Provided passage.
####

<h1> Querying RDF dataset </h1>

This notebook is intended to help a user querying the SURE-KG dataset.

You can query the dataset from our Virtuoso endpoint: http://erebe-vm2.i3s.unice.fr:5000/sparql .

<h3> Install required packages </h3>

<strong> SPARQLWrapper </strong>

This package helps to convert service output to a Pandas DataFrame. https://rdflib.dev/sparqlwrapper/

<strong> Pandas</strong>

Using Pandas DataFrame to contain the query results.

<strong> Geopandas and Shapely</strong>

Using Geopandas and Shapely for spatial data (with a geometry).

<strong> Folium </strong>

Using Folium to visualize spatial data



In [None]:
#!pip install SPARQLWrapper
#!pip install pandas
#!pip install geopanads
#!pip install shapely
#!pip install folium


In [41]:
import pandas as pd
from SPARQLWrapper import SPARQLWrapper, JSON

import geopandas as gpd
import folium
import shapely
from shapely.geometry import Point, Polygon, MultiPoint, MultiPolygon


In [4]:
def sparql_to_dataframe(endpoint, query):
    """
    Convert SPARQL results into a Pandas DataFrame.
    Credit: https://lawlesst.github.io/notebook/sparql-dataframe.html
    """
    sparql = SPARQLWrapper(endpoint)
    sparql.setQuery(query)
    sparql.setReturnFormat(JSON)
    results = sparql.queryAndConvert()

    cols = results['head']['vars']
    out = []
    for row in results['results']['bindings']:
        item = []
        for c in cols:
            item.append(row.get(c, {}).get('value'))
        out.append(item)

    return pd.DataFrame(out, columns=cols)


# Run queries

In [6]:
endpoint = 'http://erebe-vm2.i3s.unice.fr:5000/sparql/'

## Scenario 1 :  Helping potential buyers to find a Real Estate property.

####

Dataset extract.

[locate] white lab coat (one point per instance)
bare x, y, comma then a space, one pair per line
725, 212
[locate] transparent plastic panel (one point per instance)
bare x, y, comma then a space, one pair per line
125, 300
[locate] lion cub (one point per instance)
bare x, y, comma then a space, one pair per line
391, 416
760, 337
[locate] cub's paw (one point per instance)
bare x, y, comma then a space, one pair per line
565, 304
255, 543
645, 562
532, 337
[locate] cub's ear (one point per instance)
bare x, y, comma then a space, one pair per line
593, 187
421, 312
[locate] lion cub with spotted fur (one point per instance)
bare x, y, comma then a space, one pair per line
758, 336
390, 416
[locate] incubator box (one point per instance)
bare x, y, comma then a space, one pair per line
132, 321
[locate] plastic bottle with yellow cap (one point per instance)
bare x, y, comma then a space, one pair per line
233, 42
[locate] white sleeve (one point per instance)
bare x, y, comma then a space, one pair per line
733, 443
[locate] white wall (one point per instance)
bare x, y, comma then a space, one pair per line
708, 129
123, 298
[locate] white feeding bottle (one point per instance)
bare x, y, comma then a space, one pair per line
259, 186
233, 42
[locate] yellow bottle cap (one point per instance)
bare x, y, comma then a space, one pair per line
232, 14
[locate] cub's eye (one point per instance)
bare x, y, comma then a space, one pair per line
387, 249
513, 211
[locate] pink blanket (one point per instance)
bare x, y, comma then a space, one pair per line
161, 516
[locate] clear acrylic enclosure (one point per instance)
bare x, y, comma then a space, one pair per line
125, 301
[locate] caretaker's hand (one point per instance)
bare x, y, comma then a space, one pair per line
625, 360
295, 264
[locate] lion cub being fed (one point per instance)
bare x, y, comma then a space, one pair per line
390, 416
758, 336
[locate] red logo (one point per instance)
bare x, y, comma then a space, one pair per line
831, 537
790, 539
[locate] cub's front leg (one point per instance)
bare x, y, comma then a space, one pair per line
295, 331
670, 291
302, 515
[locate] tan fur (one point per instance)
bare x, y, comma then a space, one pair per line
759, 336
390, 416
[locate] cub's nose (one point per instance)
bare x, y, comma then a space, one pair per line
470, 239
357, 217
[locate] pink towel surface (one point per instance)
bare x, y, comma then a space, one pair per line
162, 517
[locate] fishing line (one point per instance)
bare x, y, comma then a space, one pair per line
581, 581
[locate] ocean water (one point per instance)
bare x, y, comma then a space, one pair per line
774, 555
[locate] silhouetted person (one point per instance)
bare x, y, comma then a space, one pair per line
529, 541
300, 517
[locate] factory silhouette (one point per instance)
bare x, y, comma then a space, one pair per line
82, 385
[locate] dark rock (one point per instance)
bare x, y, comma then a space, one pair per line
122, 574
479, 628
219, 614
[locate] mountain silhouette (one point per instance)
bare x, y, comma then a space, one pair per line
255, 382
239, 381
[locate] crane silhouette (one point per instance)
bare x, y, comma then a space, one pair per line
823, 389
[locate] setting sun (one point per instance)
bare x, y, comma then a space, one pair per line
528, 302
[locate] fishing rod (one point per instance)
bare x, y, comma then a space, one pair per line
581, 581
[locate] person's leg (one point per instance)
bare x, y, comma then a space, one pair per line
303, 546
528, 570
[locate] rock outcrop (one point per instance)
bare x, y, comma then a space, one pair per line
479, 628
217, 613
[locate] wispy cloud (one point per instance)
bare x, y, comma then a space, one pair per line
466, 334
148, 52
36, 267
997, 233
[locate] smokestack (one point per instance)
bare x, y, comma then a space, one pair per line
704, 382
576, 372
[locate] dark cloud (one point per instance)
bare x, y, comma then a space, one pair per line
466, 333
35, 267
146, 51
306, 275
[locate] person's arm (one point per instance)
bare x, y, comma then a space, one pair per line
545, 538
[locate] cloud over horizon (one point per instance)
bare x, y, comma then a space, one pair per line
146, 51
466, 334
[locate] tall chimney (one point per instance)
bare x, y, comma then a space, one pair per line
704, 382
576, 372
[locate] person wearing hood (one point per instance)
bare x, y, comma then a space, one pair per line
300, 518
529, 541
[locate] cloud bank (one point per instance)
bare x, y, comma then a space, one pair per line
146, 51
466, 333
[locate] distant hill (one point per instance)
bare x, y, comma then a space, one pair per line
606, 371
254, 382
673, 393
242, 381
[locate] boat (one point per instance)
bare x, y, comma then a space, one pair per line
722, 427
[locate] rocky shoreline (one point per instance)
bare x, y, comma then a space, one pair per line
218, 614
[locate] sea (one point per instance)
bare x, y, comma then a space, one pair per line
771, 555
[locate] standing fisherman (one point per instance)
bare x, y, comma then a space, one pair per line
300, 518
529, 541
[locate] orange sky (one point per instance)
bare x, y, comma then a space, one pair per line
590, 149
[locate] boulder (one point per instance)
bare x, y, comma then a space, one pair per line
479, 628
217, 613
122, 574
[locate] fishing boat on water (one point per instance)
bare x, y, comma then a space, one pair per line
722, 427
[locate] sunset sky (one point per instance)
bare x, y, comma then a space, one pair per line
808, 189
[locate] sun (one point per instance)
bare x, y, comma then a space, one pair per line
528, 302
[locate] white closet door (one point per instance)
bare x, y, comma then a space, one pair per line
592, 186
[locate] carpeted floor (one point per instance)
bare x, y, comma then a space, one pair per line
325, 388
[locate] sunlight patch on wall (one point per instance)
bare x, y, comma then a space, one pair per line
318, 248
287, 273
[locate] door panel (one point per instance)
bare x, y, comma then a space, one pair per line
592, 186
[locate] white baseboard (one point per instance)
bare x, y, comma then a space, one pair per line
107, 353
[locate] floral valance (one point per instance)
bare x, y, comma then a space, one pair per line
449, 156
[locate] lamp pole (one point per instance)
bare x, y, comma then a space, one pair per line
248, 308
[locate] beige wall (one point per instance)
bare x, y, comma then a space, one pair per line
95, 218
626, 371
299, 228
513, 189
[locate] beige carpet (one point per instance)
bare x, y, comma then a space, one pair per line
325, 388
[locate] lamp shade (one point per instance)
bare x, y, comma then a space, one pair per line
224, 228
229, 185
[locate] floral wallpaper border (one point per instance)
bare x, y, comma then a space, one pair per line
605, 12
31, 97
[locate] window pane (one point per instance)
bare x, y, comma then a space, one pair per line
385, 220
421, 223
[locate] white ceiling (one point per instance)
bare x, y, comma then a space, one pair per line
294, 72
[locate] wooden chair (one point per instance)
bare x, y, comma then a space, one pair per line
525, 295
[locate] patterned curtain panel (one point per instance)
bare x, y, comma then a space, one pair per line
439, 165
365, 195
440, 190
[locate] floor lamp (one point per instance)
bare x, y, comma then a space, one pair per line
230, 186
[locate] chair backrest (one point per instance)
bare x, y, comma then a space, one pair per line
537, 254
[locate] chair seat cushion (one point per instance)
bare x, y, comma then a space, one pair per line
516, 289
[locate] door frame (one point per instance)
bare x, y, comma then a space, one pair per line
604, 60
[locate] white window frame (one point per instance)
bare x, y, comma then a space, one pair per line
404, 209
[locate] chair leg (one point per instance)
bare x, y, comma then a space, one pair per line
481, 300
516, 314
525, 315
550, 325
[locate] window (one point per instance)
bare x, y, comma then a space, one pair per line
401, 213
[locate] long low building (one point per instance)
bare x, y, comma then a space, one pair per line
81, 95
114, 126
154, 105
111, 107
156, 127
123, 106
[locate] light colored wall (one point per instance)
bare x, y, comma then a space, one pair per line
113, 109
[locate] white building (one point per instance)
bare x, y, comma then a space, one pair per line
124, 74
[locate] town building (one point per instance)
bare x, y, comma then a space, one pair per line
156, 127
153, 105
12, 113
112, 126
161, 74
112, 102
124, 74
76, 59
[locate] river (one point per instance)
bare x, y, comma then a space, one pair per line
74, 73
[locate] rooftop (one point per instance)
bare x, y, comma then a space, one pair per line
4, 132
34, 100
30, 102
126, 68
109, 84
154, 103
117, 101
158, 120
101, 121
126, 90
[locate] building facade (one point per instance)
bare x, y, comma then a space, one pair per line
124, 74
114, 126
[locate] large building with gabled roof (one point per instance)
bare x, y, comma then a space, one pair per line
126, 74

####

The tasks.
1. According to the notebook on querying the SURE-KG dataset, what is Folium used for?
2. Print the passage of the notebook on querying the SURE-KG dataset that begins at the words "You can query" and stops after "the query results.".

Answers below.
1. Folium is used to visualize spatial data.

2.
You can query the dataset from our Virtuoso endpoint: http://erebe-vm2.i3s.unice.fr:5000/sparql .

<h3> Install required packages </h3>

<strong> SPARQLWrapper </strong>

This package helps to convert service output to a Pandas DataFrame. https://rdflib.dev/sparqlwrapper/

<strong> Pandas</strong>

Using Pandas DataFrame to contain the query results.